**Input rows:**
* * *

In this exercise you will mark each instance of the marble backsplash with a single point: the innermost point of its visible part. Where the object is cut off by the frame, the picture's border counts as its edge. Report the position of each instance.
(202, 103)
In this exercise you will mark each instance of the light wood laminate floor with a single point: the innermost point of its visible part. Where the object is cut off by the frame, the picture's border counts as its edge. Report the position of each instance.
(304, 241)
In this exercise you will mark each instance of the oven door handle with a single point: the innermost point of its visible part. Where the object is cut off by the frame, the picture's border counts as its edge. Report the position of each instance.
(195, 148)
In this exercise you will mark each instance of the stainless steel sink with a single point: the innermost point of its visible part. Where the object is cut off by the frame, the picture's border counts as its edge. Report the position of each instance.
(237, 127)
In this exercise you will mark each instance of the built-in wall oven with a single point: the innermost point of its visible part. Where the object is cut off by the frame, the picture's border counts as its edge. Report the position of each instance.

* * *

**Task objective:** Repeat the records above exactly, from the first line to the last.

**Response to the exercise:**
In this exercise you will mark each instance of the marble backsplash with a single point: the innermost point of its visible part. Where the object is cut off by the frame, the picture's border counts as its edge. Report the position of each instance.
(202, 103)
In this exercise you will mark each instance of the light wood laminate floor with a single point: the innermost point of its visible part. Where the object is cut off by the frame, the picture's border counts as its edge. Report the position of each instance.
(304, 241)
In this exercise you will mark each instance of the oven door handle with a single point: the innermost point of its visible part. Where the object is cut off by the frame, the picture's border counts as its edge. Report the position of each instance.
(195, 148)
In this exercise you will mark each instance of the stainless steel sink with a single point: the innermost point of its visible part. Where the object is cut off by the frame, the picture's border counts as its edge. Report the position of each instance.
(237, 127)
In this exercise you will mark each instance of the built-in wall oven with a single point: the innermost point of its visible part. Where the object is cut off by the frame, the picture's border counts as its edge. Report the position of each instance.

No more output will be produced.